TEXTO PARA LEITURA:
----------
A maltratada língua portuguesa em Macau

A edição de hoje do jornal "Ponto Final" publica dois artigos (e um outro que levanta a questão da falta de recursos humanos na área da interpretação/tradução) em que é referida a língua portuguesa e em que são apontados os maus-tratos de que é vítima em Macau.
Hélder Beja foi à procura das "pérolas"(sic) que retratam o "exotismo"(sic) que é a utilização da língua portuguesa na RAEM.
Lembro-me bem, e haverá muito mais pessoas que se lembram também, que estas "pérolas" deram origem a um livro, supostamente bem humorado e, também ele, exótico.
Um livro patrocinado pela Administração ainda para mais.
Eventualmente é um sintoma de mau feitio da minha parte, mas, não só não achei piada nenhuma à iniciativa, como se me afigurou de um mau gosto atroz e absolutamente deprimente.
Não me recordo exactamente qual o ano em que foi publicada a "obra", sei apenas que foi antes de Dezembro de 1999, mas a minha opinião não mudou nem um bocadinho.
Continuo a não achar piada nenhuma a estes atentados à língua portuguesa e continuo a pensar que não há necessidade nenhuma de teimosamente insistir na utilização da língua portuguesa no âmbito comercial.
A Lei Básica reconhece o estatuto de língua oficial ao português.
----------
LINHAS FORNECIDAS:
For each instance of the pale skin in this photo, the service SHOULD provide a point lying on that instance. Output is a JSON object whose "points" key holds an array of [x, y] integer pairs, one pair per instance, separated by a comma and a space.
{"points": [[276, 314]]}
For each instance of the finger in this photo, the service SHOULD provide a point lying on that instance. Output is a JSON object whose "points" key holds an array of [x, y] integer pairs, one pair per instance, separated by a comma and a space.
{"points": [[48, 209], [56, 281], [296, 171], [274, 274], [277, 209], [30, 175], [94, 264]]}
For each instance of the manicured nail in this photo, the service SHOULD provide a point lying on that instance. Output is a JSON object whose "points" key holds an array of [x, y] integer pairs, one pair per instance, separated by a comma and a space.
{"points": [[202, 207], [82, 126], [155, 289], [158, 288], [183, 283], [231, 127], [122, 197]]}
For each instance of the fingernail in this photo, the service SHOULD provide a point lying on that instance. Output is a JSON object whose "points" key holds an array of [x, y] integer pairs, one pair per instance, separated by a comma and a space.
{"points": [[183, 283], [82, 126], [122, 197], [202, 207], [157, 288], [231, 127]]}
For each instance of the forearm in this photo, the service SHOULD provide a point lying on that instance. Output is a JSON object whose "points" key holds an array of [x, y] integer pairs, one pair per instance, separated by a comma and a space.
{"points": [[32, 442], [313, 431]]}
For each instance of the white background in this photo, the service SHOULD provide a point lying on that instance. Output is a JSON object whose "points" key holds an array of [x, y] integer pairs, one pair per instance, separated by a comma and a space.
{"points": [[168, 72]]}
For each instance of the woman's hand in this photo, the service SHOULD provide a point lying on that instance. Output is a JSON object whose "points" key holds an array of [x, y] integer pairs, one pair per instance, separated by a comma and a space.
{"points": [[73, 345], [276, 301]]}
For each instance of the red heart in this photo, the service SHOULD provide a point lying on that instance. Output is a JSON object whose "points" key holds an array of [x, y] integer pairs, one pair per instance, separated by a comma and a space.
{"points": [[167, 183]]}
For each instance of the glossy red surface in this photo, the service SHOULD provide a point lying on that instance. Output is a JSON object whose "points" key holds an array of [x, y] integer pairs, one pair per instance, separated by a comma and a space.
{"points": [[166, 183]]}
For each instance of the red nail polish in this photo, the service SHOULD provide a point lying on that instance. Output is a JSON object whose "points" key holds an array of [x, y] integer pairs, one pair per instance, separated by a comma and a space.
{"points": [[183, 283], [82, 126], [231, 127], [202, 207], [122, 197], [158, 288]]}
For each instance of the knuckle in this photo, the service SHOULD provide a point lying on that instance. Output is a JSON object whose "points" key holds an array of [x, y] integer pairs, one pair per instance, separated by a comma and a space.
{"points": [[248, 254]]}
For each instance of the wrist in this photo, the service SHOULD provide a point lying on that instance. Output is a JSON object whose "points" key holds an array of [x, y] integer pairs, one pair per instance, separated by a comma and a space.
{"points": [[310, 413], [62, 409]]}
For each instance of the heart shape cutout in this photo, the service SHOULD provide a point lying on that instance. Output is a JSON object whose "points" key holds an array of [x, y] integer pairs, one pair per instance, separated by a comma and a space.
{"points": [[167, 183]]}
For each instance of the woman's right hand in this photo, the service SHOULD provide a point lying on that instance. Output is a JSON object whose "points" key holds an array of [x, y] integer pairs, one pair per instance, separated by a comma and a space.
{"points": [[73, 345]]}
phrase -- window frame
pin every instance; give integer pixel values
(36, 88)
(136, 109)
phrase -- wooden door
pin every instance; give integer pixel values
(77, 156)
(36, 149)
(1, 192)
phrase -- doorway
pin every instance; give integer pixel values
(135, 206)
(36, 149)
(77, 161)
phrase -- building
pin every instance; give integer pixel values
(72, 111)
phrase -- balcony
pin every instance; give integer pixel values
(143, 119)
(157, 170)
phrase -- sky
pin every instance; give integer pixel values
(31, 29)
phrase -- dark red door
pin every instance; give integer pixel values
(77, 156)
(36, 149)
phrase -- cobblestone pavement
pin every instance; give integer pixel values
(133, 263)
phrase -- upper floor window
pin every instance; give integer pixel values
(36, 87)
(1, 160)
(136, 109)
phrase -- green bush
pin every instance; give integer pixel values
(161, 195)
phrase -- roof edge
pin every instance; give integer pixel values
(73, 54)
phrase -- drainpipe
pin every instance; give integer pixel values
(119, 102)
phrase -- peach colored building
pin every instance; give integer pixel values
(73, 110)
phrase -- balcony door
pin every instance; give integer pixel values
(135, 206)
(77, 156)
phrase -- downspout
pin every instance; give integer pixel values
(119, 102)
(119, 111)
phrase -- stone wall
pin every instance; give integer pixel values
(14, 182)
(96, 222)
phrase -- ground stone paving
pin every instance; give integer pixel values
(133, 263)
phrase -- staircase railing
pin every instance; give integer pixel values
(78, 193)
----------
ENUNCIADO DA TAREFA 1: De acordo com o texto sobre a língua portuguesa em Macau, que estatuto reconhece a Lei Básica ao português?
ENUNCIADO DA TAREFA 2: Traduza para inglês a seguinte frase do texto sobre a língua portuguesa em Macau: «Um livro patrocinado pela Administração ainda para mais.»
ENUNCIADO DA TAREFA 3: Indique se cada uma das afirmações seguintes está de acordo com o texto sobre a língua portuguesa em Macau, respondendo sim ou não e citando as palavras do texto que o determinam: (a) O livro foi publicado antes de dezembro de 1999. (b) O autor achou graça à iniciativa do livro. (c) A edição de hoje do jornal publica um único artigo em que é referida a língua portuguesa.
As linhas provêm de uma fonte distinta da do texto.

RESPOSTA 1: O estatuto de língua oficial.

RESPOSTA 2: A book sponsored by the Administration, what's more.

RESPOSTA 3:
(a) Sim: «sei apenas que foi antes de Dezembro de 1999».
(b) Não: «não só não achei piada nenhuma à iniciativa».
(c) Não: «publica dois artigos».